++++ EXERCISE INPUT
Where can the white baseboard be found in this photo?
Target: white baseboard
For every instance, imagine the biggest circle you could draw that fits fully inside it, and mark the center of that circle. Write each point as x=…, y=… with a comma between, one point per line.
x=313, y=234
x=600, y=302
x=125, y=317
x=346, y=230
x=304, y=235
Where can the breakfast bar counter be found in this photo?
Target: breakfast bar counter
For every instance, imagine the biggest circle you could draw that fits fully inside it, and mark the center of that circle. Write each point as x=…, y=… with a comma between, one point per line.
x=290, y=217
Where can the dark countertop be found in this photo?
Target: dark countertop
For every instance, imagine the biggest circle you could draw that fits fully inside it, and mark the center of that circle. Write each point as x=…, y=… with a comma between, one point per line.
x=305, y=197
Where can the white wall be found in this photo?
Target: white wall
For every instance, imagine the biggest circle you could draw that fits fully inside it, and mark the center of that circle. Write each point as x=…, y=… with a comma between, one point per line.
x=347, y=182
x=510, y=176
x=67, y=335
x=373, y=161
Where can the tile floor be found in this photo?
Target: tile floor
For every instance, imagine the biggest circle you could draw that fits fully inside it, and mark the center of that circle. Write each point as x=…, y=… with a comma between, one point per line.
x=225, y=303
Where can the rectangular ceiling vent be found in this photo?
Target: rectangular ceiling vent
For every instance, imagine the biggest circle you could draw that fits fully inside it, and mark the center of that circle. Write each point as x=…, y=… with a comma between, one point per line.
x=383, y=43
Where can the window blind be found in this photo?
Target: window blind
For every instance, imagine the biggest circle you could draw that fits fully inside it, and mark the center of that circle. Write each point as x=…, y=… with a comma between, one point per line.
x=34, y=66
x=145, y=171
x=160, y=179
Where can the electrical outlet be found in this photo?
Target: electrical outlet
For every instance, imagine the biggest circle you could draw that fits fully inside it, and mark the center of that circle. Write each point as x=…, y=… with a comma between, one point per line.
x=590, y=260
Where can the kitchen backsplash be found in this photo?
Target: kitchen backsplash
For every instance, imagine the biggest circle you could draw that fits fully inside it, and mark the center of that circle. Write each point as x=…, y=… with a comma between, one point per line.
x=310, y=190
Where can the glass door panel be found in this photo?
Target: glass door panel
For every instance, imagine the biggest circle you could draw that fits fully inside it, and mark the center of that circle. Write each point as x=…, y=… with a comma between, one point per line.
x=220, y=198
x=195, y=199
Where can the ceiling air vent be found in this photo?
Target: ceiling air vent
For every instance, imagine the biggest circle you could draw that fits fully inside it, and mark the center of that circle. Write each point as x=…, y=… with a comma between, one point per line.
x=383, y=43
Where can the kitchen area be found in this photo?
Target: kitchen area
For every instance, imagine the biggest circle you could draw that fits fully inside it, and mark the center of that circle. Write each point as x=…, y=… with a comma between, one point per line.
++++++++
● **OBJECTIVE**
Format the records starting at the line containing "Where can the dark" and ending at the line containing "x=373, y=161" as a two-column CSV with the columns input and output. Give one row per record, with its text in input and its answer in output, each as a single quoted field with line breaks replaced by spaces.

● **PROBLEM SOLUTION**
input,output
"Where can the dark countertop be found in this photo? Target: dark countertop For every instance, imagine the biggest circle you could draw that fits fully inside it, and mark the center of that circle. Write each point as x=…, y=… with a comma between, one point per line.","x=305, y=197"
"Where can the white wall be found in this photo? Target: white wall For every instance, imagine the biggest circle you could draw that fits fully inside it, and mark the center of that circle. Write each point as x=…, y=… with a comma between, one point per line.","x=347, y=182 x=510, y=176 x=67, y=335 x=373, y=161"